Bask in the Glow

Michele Agostini finds out what it’s like to party with the “angels” at Trinidad’s ethereal Glow fete.

  • Photograph by David Wears
  • Photograph by David Wears

All the advertisements, the tickets, the pre-event paraphernalia for that first Glow fete repeated the same mandate: “wear white!” In the sea of themed fetes spicing up the Trinidad Carnival season, this command might have gone unheeded. But the Glow song did the trick. Alison Hinds and David Rudder got under our skins with that call: “children unite, wear white, aim for higher heights, wear white, only white we wearing tonight”. You knew this was going to be a fete with a higher vibe.

OBJECTIVE:
Write the next part of the article about Trinidad's Glow fete, starting after its last sentence. The records have no connection to the Glow fete article.

EXCERPTED DATA:
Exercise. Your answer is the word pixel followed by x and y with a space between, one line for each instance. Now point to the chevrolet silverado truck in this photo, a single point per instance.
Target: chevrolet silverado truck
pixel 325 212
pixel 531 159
--
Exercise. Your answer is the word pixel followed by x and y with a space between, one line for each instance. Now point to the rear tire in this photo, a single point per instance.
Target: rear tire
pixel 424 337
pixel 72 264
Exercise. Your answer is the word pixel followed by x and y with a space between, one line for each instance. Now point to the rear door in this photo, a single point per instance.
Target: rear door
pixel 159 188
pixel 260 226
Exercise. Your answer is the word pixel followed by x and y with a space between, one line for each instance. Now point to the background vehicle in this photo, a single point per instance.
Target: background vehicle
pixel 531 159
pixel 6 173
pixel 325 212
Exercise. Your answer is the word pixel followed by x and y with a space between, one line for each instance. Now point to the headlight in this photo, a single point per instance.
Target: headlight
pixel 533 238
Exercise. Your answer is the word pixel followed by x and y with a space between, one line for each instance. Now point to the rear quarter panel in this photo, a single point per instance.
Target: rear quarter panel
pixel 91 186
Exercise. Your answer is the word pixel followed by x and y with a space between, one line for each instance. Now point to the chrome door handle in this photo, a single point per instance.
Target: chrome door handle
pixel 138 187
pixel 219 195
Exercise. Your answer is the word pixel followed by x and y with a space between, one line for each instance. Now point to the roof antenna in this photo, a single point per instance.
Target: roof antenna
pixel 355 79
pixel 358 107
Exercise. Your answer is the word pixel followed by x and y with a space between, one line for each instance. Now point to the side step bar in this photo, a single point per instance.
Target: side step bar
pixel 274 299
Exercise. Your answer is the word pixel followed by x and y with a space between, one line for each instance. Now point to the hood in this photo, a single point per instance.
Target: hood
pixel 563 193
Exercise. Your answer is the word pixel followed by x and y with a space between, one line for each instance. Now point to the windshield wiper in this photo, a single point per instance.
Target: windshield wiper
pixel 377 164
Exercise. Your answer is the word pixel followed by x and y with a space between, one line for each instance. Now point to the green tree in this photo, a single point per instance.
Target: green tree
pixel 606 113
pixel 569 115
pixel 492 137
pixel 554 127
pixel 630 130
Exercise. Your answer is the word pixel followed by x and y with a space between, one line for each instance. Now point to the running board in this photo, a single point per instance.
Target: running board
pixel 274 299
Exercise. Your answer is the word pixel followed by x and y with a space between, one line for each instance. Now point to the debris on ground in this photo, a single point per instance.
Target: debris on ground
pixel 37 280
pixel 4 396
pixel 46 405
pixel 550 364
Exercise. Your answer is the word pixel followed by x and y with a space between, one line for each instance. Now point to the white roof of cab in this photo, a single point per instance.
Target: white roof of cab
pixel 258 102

EXERCISE ANSWER:
I remember arriving early at MOBS 2, the popular party spot in Chaguaramas, west of Port of Spain. In the line at the entrance were the usual party crew, wearing the usual party styles, but tonight the styles were all white. Imagine winer girls in gleaming white pum-pum shorts and halter tops, carnival jumbies wearing big white jeans and white vests, music lovers in floaty white ensembles, sunburned tourists in white Hawaiian shirts and Bermuda shorts. As I passed through the gates and stepped into the fete I stood stock still for a moment, just taking it all in. Ultraviolet lights canopied the grounds. Beneath them people danced and swayed, their clothes gleaming like disembodied spirits. I looked down and realised that I too was glowing, was part of this mass of brilliant revelry. I began to feel the glow inside.

As the night progressed, performer after performer came out on stage and was stunned by the shining spectacle. Their reaction, I’d guess, was a touch of awe mingled with the instant lift we all felt the moment we entered this space. At some point, I managed to tear myself away from my spot close to the stage. On the small rise that led to the bar, I turned back to talk to a friend and was suddenly transfixed. From this elevated angle, the crowd looked like a mass of glowing angels doing some sort of celestial dance. The closer together the bodies got, the more ethereal the effect, as if they were merging into one bright light. “This must be what it’s like to party in heaven,” I said to my friend, and we both laughed, enjoying the vista and the idea of divinity and flesh as one — in a Carnival fete, where else?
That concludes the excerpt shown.